- Excerpted data
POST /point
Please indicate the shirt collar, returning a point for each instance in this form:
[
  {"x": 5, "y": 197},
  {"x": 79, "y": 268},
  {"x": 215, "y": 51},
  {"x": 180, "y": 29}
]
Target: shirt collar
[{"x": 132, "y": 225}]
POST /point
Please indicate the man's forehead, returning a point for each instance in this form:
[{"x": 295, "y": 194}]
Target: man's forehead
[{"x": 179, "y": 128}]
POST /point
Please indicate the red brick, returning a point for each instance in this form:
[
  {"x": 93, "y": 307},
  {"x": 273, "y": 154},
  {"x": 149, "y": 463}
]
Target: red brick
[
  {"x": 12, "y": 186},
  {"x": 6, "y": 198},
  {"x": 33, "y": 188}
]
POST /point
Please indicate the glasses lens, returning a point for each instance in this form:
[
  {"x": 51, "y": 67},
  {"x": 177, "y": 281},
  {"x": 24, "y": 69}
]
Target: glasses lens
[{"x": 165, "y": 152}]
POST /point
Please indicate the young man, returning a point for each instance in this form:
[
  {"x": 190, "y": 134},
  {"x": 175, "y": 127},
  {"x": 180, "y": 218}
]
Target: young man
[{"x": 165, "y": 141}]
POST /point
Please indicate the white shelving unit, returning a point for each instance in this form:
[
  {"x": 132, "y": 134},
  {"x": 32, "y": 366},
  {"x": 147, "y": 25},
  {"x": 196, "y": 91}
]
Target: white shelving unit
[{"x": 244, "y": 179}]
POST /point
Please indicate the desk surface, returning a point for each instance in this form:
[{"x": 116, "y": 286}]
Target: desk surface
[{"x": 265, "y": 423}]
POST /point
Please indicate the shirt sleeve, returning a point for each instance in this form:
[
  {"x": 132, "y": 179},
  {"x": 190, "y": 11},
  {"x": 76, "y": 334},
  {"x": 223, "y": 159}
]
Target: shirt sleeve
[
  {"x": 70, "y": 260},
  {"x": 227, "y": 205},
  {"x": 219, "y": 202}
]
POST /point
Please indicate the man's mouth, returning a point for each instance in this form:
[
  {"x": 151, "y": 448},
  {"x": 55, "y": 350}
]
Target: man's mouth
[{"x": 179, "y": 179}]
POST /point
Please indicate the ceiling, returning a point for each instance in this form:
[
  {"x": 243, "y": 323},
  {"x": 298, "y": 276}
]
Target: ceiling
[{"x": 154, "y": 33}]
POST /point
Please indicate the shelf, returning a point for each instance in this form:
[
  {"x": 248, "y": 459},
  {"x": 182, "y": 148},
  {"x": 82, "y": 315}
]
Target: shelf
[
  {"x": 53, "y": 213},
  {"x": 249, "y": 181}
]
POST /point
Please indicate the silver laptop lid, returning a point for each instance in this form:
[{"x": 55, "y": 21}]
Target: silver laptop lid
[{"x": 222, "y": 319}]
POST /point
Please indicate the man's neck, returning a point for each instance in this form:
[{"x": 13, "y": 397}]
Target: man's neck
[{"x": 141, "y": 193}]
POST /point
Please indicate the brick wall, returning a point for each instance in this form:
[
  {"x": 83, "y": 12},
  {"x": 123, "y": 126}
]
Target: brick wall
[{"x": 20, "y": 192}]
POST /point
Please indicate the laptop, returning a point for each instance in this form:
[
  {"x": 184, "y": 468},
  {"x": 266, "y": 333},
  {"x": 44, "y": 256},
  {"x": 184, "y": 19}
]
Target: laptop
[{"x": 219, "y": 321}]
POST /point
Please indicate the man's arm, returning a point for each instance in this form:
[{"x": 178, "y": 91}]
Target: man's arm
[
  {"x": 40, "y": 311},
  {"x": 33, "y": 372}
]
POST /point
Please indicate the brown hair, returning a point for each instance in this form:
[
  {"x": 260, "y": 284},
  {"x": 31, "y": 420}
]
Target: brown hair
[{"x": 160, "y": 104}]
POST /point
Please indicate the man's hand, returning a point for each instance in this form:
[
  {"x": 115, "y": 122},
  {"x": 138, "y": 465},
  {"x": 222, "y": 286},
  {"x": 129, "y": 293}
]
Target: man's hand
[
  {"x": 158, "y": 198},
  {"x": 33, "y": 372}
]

- Aim of the exercise
Each line of the listing should be copied exactly.

- Response
POST /point
Please indicate the shirt collar, returning a point for each instance in this form:
[
  {"x": 5, "y": 197},
  {"x": 79, "y": 268},
  {"x": 215, "y": 51},
  {"x": 180, "y": 29}
]
Target: shirt collar
[{"x": 132, "y": 225}]
POST /point
Please indicate the man's forehead, returning a point for each instance in this form:
[{"x": 295, "y": 194}]
Target: man's forehead
[{"x": 179, "y": 128}]
POST /point
Please indicate the red brick, returning a point for each instance in this form:
[
  {"x": 93, "y": 307},
  {"x": 273, "y": 154},
  {"x": 149, "y": 463}
]
Target: red brick
[
  {"x": 12, "y": 186},
  {"x": 6, "y": 198},
  {"x": 33, "y": 188}
]
POST /point
Please indicate the glasses lens, returning a point for each instance in this form:
[
  {"x": 51, "y": 67},
  {"x": 177, "y": 281},
  {"x": 24, "y": 69}
]
Target: glasses lens
[{"x": 165, "y": 152}]
POST /point
Please indicate the young man, returning a point for each instance in this form:
[
  {"x": 190, "y": 134},
  {"x": 175, "y": 127},
  {"x": 180, "y": 218}
]
Target: young man
[{"x": 165, "y": 141}]
POST /point
Please indicate the white shelving unit, returning a point for each instance in this form:
[
  {"x": 132, "y": 134},
  {"x": 32, "y": 366},
  {"x": 147, "y": 25},
  {"x": 196, "y": 91}
]
Target: white shelving unit
[{"x": 244, "y": 179}]
POST /point
Please indicate the desk surface, returning a point for each instance in this form:
[{"x": 116, "y": 286}]
Target: desk surface
[{"x": 265, "y": 423}]
POST /point
Please indicate the shirt sleeve, returning a point for each instance in this form:
[
  {"x": 132, "y": 179},
  {"x": 190, "y": 11},
  {"x": 76, "y": 334},
  {"x": 223, "y": 159}
]
Target: shirt sleeve
[
  {"x": 70, "y": 260},
  {"x": 227, "y": 205},
  {"x": 219, "y": 202}
]
POST /point
Please indicate the man's mouth, returning a point for each instance in this form:
[
  {"x": 151, "y": 448},
  {"x": 55, "y": 350}
]
Target: man's mouth
[{"x": 179, "y": 179}]
POST /point
Please indicate the ceiling, returning a point for each instance in this form:
[
  {"x": 243, "y": 323},
  {"x": 298, "y": 276}
]
Target: ceiling
[{"x": 154, "y": 33}]
POST /point
Please indicate the shelf, returning a point for each instance in this form:
[
  {"x": 248, "y": 459},
  {"x": 182, "y": 148},
  {"x": 82, "y": 315}
]
Target: shelf
[
  {"x": 53, "y": 213},
  {"x": 249, "y": 181}
]
POST /point
Please indicate the silver laptop lid, returning a point for each instance in this form:
[{"x": 55, "y": 21}]
Target: silver laptop lid
[{"x": 222, "y": 319}]
POST /point
Please indicate the man's neck, returning a point for each instance in this form:
[{"x": 13, "y": 397}]
Target: man's neck
[{"x": 141, "y": 193}]
POST /point
Please indicate the brick wall, returning a point for each instance in this form:
[
  {"x": 83, "y": 12},
  {"x": 123, "y": 126}
]
Target: brick wall
[{"x": 20, "y": 192}]
POST /point
Please indicate the laptop, returning a point for each instance in this form:
[
  {"x": 184, "y": 468},
  {"x": 266, "y": 333},
  {"x": 44, "y": 256},
  {"x": 184, "y": 19}
]
Target: laptop
[{"x": 219, "y": 321}]
POST /point
Please indicate the man's arm, returning a point for each instance in this form:
[{"x": 178, "y": 91}]
Target: man's arm
[
  {"x": 40, "y": 311},
  {"x": 33, "y": 372}
]
POST /point
Please indicate the brown hair, returning a point for each instance in this form:
[
  {"x": 260, "y": 284},
  {"x": 31, "y": 420}
]
Target: brown hair
[{"x": 160, "y": 104}]
POST /point
Please indicate the man's hand, returning a point for each instance in this form:
[
  {"x": 115, "y": 122},
  {"x": 138, "y": 465},
  {"x": 222, "y": 286},
  {"x": 129, "y": 293}
]
Target: man's hand
[
  {"x": 158, "y": 198},
  {"x": 33, "y": 372}
]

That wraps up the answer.